- Exercise brief
What you hand back must match the listing exactly.

════════════════════

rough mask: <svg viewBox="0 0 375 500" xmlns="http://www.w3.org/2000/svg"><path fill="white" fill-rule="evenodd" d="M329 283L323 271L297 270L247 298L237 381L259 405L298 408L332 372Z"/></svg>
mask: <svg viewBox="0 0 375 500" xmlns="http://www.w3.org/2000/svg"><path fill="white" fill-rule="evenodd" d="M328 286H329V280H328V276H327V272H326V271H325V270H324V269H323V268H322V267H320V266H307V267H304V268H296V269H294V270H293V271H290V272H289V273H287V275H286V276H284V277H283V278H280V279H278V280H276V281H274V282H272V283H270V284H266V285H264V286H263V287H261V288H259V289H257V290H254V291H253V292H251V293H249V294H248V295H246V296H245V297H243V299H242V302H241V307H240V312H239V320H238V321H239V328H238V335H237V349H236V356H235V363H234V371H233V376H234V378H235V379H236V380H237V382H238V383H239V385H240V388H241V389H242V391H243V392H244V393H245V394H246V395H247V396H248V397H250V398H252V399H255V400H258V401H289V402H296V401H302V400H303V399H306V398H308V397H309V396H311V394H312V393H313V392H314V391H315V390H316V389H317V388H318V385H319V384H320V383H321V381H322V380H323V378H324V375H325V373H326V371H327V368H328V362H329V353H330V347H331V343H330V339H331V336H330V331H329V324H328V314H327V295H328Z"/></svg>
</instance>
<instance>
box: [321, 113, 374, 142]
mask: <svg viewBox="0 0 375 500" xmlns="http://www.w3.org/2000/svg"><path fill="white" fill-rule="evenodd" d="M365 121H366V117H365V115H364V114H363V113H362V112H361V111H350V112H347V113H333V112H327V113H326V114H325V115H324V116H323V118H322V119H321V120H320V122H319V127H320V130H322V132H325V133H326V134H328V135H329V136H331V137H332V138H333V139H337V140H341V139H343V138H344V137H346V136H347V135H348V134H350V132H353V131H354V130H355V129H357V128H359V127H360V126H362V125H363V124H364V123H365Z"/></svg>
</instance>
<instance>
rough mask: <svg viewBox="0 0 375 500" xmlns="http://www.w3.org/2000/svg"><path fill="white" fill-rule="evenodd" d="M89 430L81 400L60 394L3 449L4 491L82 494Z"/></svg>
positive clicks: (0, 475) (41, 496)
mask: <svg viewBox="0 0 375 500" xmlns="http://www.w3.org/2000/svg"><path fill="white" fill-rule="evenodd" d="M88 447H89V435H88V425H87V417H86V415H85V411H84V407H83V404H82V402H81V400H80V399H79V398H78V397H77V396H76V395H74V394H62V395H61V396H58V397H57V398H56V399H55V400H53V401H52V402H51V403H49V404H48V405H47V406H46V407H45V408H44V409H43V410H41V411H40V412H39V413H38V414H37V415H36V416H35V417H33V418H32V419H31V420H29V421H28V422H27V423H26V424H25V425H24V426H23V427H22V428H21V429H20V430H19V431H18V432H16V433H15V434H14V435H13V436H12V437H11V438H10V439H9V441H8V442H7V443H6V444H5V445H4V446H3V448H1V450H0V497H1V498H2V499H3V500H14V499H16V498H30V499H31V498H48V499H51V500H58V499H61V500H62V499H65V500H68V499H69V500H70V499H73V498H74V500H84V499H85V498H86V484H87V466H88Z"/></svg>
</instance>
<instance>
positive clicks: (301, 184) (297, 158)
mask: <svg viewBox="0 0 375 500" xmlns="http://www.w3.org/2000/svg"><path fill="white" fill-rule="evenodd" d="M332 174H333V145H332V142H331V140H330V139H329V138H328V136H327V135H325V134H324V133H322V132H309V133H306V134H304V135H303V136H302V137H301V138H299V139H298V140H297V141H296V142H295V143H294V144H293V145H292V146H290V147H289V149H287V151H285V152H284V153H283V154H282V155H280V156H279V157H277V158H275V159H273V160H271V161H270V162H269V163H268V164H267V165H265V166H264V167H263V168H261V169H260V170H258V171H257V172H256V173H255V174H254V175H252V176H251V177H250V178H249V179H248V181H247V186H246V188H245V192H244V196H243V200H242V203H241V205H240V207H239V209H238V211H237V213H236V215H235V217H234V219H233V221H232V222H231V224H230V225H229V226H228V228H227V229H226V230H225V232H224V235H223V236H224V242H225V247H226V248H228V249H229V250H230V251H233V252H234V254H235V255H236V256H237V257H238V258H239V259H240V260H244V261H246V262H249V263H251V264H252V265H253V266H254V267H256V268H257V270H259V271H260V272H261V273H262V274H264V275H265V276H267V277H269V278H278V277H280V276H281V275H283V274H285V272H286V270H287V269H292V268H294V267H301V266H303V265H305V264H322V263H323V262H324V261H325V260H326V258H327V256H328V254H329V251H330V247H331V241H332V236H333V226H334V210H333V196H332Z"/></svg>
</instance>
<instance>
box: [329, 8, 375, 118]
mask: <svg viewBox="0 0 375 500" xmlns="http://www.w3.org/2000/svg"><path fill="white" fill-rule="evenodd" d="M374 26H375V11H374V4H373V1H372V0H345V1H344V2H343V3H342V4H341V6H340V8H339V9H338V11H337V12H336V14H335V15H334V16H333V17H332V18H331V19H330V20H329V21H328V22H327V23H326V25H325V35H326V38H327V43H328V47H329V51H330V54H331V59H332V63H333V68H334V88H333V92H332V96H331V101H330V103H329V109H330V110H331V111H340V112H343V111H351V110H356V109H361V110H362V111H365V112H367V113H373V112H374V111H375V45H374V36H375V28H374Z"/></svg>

════════════════════

- Solution to the exercise
rough mask: <svg viewBox="0 0 375 500" xmlns="http://www.w3.org/2000/svg"><path fill="white" fill-rule="evenodd" d="M329 283L323 271L297 270L247 298L237 381L259 405L298 408L332 372Z"/></svg>
mask: <svg viewBox="0 0 375 500" xmlns="http://www.w3.org/2000/svg"><path fill="white" fill-rule="evenodd" d="M328 286H329V280H328V276H327V272H326V271H325V270H324V269H323V268H322V267H320V266H307V267H304V268H296V269H294V270H293V271H290V272H289V273H287V275H286V276H284V277H283V278H280V279H278V280H276V281H274V282H272V283H270V284H266V285H264V286H263V287H261V288H259V289H257V290H254V291H253V292H251V293H249V294H248V295H246V296H245V297H243V299H242V302H241V307H240V312H239V320H238V321H239V328H238V335H237V349H236V356H235V363H234V371H233V376H234V378H235V379H236V380H237V382H238V383H239V385H240V388H241V389H242V391H243V392H244V393H245V394H246V395H247V396H248V397H250V398H252V399H255V400H258V401H289V402H296V401H302V400H303V399H306V398H308V397H309V396H311V394H312V393H313V392H314V391H315V390H316V389H317V388H318V385H319V384H320V383H321V381H322V380H323V378H324V375H325V373H326V371H327V368H328V362H329V353H330V347H331V343H330V339H331V336H330V331H329V324H328V314H327V295H328Z"/></svg>
</instance>
<instance>
box: [321, 113, 374, 142]
mask: <svg viewBox="0 0 375 500" xmlns="http://www.w3.org/2000/svg"><path fill="white" fill-rule="evenodd" d="M365 121H366V117H365V115H364V114H363V113H362V112H361V111H350V112H347V113H333V112H327V113H326V114H325V115H324V116H323V118H322V119H321V120H320V122H319V127H320V130H322V132H325V133H326V134H328V135H329V136H331V137H332V138H333V139H337V140H341V139H343V138H344V137H346V136H347V135H348V134H350V132H353V131H354V130H355V129H357V128H359V127H360V126H362V125H363V124H364V123H365Z"/></svg>
</instance>
<instance>
rough mask: <svg viewBox="0 0 375 500" xmlns="http://www.w3.org/2000/svg"><path fill="white" fill-rule="evenodd" d="M89 430L81 400L60 394L3 449L4 491L82 494Z"/></svg>
positive clicks: (0, 475) (41, 496)
mask: <svg viewBox="0 0 375 500" xmlns="http://www.w3.org/2000/svg"><path fill="white" fill-rule="evenodd" d="M88 447H89V435H88V425H87V417H86V415H85V411H84V407H83V404H82V402H81V400H80V399H79V398H78V397H77V396H76V395H74V394H62V395H61V396H58V397H57V398H56V399H55V400H53V401H52V402H51V403H49V404H48V405H47V406H46V407H45V408H44V409H43V410H41V411H40V412H39V413H38V414H37V415H36V416H35V417H33V418H32V419H31V420H29V421H28V422H27V423H26V424H25V425H24V426H23V427H22V428H21V429H20V430H19V431H18V432H16V433H15V434H14V435H13V436H12V437H11V438H10V439H9V441H8V442H7V443H6V444H5V445H4V446H3V448H1V450H0V497H1V498H2V499H3V500H14V499H16V498H30V499H31V498H48V499H51V500H58V499H61V500H62V499H65V500H68V499H69V500H70V499H73V498H74V500H84V499H85V498H86V484H87V466H88Z"/></svg>
</instance>
<instance>
positive clicks: (301, 184) (297, 158)
mask: <svg viewBox="0 0 375 500" xmlns="http://www.w3.org/2000/svg"><path fill="white" fill-rule="evenodd" d="M332 174H333V145H332V142H331V140H330V139H329V138H328V136H327V135H325V134H324V133H322V132H309V133H306V134H304V135H303V136H302V137H301V138H299V139H298V140H297V141H296V142H295V143H294V144H293V145H292V146H290V147H289V149H287V151H285V152H284V153H283V154H282V155H280V156H279V157H277V158H275V159H273V160H271V161H270V162H269V163H268V164H267V165H265V166H264V167H263V168H261V169H260V170H258V171H257V172H256V173H255V174H254V175H252V176H251V177H250V178H249V179H248V181H247V186H246V188H245V192H244V196H243V200H242V203H241V205H240V207H239V209H238V211H237V213H236V215H235V217H234V219H233V221H232V222H231V224H230V225H229V226H228V228H227V229H226V230H225V232H224V235H223V236H224V242H225V247H226V248H228V249H229V250H230V251H233V252H234V254H235V255H236V256H237V257H238V258H239V259H240V260H244V261H246V262H249V263H251V264H252V265H253V266H254V267H256V268H257V270H259V271H260V272H261V273H262V274H264V275H265V276H267V277H269V278H278V277H280V276H281V275H283V274H285V272H286V270H287V269H292V268H294V267H301V266H303V265H305V264H322V263H323V262H324V261H325V260H326V258H327V256H328V254H329V251H330V247H331V241H332V236H333V226H334V210H333V196H332Z"/></svg>
</instance>
<instance>
box: [329, 8, 375, 118]
mask: <svg viewBox="0 0 375 500" xmlns="http://www.w3.org/2000/svg"><path fill="white" fill-rule="evenodd" d="M374 26H375V11H374V4H373V1H372V0H345V1H344V2H343V3H342V4H341V6H340V8H339V9H338V11H337V12H336V14H335V15H334V16H333V17H332V18H331V19H330V20H329V21H328V22H327V23H326V25H325V35H326V38H327V43H328V47H329V51H330V54H331V59H332V63H333V68H334V88H333V92H332V96H331V101H330V103H329V109H330V110H331V111H340V112H343V111H351V110H356V109H361V110H362V111H365V112H367V113H373V112H374V111H375V45H374V36H375V28H374Z"/></svg>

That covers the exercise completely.